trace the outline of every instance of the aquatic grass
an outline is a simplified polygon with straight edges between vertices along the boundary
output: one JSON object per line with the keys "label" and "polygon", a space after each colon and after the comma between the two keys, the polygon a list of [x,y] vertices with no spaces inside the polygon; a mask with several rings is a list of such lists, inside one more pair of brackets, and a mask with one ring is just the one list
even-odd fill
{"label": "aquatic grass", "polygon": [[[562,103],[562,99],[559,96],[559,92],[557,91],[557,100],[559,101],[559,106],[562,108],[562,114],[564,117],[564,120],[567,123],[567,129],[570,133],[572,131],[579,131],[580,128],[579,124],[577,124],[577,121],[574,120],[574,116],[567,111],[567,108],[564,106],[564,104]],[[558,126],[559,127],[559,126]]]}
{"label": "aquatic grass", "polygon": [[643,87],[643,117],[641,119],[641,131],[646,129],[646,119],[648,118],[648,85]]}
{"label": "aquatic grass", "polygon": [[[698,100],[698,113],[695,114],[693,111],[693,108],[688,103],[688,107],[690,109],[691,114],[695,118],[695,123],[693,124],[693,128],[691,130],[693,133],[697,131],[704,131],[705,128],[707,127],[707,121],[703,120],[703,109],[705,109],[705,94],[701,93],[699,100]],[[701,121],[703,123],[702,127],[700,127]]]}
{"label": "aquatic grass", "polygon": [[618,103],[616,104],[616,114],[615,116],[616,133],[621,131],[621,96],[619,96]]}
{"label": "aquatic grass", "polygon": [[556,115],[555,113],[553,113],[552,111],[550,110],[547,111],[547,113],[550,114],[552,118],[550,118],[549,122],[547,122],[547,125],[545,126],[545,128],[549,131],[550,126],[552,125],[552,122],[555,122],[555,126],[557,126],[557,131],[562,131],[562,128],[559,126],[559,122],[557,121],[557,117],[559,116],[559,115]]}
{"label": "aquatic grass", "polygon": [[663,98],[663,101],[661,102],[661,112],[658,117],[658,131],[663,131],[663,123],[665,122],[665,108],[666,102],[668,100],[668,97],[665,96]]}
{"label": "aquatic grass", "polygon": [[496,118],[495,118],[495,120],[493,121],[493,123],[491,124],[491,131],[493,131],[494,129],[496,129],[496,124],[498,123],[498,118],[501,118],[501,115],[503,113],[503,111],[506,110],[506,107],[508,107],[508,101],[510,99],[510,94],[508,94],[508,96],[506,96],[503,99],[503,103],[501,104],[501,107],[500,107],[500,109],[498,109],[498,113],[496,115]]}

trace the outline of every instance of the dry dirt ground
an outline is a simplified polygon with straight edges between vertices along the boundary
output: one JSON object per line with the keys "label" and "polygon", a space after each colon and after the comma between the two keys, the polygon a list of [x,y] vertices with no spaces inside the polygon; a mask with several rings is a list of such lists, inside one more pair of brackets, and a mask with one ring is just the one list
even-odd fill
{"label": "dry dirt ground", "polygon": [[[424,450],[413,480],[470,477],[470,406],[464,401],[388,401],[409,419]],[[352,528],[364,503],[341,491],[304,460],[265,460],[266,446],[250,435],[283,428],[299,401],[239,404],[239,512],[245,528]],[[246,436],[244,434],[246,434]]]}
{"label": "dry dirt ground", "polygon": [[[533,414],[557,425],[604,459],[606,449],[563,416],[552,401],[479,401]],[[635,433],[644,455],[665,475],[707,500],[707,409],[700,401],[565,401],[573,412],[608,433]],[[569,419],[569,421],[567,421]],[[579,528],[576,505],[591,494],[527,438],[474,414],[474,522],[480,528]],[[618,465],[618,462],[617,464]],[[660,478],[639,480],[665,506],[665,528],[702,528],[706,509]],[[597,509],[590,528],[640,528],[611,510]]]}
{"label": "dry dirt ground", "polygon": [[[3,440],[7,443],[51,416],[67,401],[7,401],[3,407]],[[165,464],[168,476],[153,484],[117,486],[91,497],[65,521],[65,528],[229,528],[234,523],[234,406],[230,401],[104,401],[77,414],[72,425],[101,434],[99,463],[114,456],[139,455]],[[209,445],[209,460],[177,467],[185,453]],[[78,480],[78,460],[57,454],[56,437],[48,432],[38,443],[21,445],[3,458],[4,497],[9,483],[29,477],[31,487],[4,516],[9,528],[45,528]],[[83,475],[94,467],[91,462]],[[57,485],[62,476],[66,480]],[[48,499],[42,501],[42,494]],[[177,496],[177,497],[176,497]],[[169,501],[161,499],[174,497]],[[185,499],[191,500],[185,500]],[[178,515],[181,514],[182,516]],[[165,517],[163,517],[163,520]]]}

**AIM OF THE EXERCISE:** Select every line of the data above that contains the string "outline", treating uppercase and lowercase letters as distinct.

**TASK ANSWER:**
trace the outline of every instance of the aquatic grass
an outline is a simplified polygon with straight edges between vertices along the boundary
trace the outline of every instance of the dry dirt ground
an outline is a simplified polygon with straight edges between vertices along the boundary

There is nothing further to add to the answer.